Work item |
Reproduce all lines of the listing below in which the word "shrub" occurs.

Entries shown |
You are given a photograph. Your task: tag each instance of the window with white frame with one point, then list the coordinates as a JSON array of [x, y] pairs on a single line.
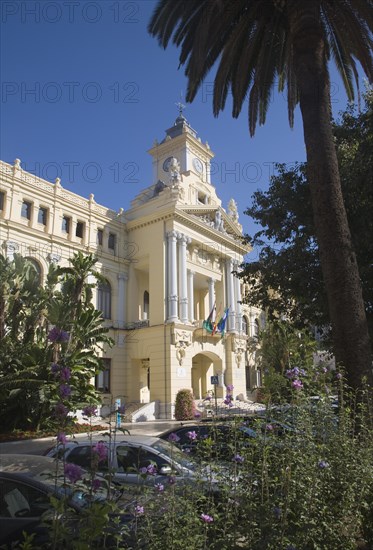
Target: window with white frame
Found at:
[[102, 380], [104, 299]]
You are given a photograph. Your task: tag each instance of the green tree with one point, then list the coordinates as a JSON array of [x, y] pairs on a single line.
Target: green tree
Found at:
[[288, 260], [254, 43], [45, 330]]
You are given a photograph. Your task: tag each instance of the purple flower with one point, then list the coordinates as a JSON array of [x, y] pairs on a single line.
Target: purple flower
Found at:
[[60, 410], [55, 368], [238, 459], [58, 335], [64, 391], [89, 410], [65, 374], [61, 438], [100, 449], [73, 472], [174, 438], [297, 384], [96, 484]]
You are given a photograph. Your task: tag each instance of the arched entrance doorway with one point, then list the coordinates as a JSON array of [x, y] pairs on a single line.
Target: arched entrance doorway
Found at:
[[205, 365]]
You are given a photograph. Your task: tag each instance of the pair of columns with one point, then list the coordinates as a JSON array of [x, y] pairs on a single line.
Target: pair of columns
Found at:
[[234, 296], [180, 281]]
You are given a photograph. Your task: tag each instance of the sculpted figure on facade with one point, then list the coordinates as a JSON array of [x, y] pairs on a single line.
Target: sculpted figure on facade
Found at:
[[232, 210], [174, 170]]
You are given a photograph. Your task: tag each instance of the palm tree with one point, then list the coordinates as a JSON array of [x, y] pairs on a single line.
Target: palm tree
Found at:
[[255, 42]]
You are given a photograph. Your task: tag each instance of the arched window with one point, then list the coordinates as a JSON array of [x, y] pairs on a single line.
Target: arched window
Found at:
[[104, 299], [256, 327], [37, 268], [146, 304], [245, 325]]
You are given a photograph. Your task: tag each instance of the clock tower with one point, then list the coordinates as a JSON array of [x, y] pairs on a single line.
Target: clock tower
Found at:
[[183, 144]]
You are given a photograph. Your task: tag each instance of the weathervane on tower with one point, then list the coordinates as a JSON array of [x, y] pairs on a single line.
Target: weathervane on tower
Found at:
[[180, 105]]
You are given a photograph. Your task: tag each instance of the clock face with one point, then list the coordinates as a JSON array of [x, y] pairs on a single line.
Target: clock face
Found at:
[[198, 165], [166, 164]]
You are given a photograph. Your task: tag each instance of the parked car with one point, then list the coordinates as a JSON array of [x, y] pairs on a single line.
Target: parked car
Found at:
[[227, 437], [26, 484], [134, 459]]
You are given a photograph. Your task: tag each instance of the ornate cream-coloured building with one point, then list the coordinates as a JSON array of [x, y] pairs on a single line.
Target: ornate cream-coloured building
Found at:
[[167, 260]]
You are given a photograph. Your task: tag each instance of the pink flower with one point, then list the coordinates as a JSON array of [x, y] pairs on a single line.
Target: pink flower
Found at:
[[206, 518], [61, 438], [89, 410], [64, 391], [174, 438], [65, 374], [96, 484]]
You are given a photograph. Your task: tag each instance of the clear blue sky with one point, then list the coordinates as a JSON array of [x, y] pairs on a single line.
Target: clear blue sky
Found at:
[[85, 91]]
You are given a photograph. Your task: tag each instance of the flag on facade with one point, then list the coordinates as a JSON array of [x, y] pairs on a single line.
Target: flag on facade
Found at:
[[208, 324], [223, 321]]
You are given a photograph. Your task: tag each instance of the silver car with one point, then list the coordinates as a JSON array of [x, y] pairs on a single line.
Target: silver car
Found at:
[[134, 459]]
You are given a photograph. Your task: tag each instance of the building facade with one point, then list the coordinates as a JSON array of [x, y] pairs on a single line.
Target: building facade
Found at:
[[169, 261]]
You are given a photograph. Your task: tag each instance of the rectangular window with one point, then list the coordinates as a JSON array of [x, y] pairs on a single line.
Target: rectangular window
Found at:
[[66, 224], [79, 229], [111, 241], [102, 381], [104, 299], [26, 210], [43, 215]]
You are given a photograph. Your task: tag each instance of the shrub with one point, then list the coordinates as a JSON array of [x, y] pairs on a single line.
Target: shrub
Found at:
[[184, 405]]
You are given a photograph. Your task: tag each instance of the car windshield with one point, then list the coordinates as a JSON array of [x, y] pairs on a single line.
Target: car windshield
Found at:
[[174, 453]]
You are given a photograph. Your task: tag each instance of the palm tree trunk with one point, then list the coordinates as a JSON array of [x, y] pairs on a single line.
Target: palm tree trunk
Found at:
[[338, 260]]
--
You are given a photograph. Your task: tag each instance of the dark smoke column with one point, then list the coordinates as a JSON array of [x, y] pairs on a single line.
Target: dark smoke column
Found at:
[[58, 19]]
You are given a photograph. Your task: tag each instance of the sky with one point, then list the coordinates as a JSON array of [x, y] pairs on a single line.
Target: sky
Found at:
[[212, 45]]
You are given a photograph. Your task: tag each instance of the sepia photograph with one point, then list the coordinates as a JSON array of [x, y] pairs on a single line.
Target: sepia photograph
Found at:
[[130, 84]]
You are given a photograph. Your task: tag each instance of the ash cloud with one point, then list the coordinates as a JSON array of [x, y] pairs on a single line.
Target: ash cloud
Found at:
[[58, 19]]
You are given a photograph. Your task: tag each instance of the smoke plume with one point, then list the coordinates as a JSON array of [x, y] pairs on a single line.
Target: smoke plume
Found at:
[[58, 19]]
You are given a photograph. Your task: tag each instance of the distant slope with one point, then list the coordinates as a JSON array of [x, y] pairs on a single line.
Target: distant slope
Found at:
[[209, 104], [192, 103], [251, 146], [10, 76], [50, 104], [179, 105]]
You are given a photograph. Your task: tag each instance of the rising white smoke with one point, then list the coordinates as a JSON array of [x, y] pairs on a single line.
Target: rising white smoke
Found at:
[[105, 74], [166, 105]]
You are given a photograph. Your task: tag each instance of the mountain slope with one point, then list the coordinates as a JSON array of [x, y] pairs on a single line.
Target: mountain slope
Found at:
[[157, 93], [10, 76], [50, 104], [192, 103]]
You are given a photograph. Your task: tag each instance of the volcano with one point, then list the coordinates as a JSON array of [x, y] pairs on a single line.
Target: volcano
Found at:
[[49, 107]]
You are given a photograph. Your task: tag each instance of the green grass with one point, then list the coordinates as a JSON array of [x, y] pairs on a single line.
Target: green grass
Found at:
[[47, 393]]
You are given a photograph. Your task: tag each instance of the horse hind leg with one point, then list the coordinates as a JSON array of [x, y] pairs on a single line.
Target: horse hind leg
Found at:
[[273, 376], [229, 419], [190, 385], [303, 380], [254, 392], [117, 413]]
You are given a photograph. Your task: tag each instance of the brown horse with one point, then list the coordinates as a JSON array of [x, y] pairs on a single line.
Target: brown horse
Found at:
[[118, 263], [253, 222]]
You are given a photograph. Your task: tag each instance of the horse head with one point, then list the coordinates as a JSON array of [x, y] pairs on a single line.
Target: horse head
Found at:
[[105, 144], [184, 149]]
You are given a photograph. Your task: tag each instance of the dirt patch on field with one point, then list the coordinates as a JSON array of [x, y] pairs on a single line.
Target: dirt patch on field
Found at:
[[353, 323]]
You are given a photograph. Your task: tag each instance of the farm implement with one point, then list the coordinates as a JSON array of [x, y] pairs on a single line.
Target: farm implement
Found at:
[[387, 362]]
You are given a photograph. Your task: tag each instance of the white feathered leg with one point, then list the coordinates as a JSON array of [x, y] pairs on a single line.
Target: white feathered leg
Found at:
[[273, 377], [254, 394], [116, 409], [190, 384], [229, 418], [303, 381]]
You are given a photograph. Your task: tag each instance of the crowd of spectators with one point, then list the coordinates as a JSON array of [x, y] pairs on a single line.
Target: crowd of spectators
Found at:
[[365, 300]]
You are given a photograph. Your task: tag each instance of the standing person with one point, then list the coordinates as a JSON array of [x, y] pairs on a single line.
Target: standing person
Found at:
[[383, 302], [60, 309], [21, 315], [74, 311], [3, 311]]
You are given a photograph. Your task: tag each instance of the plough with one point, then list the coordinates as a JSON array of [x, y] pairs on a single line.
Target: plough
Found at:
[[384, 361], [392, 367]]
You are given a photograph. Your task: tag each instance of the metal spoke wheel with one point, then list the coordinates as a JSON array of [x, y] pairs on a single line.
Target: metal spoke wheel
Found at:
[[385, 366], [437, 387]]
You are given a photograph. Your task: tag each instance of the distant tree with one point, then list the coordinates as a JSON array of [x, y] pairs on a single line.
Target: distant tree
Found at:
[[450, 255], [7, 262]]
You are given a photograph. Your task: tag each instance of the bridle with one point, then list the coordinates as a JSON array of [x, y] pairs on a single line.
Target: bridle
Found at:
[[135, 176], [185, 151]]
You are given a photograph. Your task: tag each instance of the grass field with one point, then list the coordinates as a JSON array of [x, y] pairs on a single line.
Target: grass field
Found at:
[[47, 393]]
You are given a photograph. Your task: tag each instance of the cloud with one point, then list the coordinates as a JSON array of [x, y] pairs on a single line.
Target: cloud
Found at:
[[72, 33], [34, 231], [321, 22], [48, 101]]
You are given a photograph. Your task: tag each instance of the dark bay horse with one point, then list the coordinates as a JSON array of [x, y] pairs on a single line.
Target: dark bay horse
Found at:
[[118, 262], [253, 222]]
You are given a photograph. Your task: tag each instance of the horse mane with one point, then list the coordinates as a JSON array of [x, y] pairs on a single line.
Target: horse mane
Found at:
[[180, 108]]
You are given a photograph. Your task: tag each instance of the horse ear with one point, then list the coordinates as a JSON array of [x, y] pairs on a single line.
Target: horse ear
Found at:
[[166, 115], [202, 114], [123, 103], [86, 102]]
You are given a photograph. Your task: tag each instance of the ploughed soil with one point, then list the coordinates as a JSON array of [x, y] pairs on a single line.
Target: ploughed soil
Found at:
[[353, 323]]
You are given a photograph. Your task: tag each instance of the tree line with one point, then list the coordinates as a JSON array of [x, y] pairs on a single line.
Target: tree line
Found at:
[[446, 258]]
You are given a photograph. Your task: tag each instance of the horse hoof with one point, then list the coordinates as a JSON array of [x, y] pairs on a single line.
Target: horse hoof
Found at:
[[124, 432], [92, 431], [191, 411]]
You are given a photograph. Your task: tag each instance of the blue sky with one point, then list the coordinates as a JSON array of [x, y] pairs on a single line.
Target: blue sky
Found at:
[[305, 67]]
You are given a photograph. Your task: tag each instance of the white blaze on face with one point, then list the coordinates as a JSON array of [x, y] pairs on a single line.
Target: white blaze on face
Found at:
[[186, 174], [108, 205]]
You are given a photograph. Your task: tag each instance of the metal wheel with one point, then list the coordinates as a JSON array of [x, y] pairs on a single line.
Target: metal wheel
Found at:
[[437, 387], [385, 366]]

The answer |
You are given a photograph. Your task: tag each instance of the shrub with one point, then list the coordinates as a JSON array of [x, y] pairs on a single line.
Target: shrub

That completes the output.